• [Records to use]:
___
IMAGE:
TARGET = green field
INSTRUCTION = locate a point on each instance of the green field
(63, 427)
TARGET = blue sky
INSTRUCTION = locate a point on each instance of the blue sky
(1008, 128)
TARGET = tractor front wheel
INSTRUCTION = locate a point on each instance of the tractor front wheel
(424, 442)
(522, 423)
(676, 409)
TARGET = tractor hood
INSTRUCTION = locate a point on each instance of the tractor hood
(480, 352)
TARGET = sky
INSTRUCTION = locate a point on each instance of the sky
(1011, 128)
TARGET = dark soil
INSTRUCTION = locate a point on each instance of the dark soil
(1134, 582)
___
• [Work required]: Word-for-word copies of all the records are required.

• [Response to the exercise]:
IMAGE:
TARGET = green field
INSTRUCTION = locate a point on each instance of the green field
(63, 427)
TARGET = blue sky
INSTRUCTION = locate a point on each instance of the blue sky
(1008, 128)
TARGET = tractor front wheel
INSTRUCTION = locate a point on each instance of the tractor front wheel
(424, 442)
(522, 423)
(676, 409)
TARGET = tractor hood
INSTRUCTION = locate a point on each instance of the tractor hood
(480, 352)
TARGET = sky
INSTRUCTION = locate a point on each instance of the sky
(1011, 128)
TARGET = dark soil
INSTRUCTION = locate a point on each instance of the dark soil
(1134, 582)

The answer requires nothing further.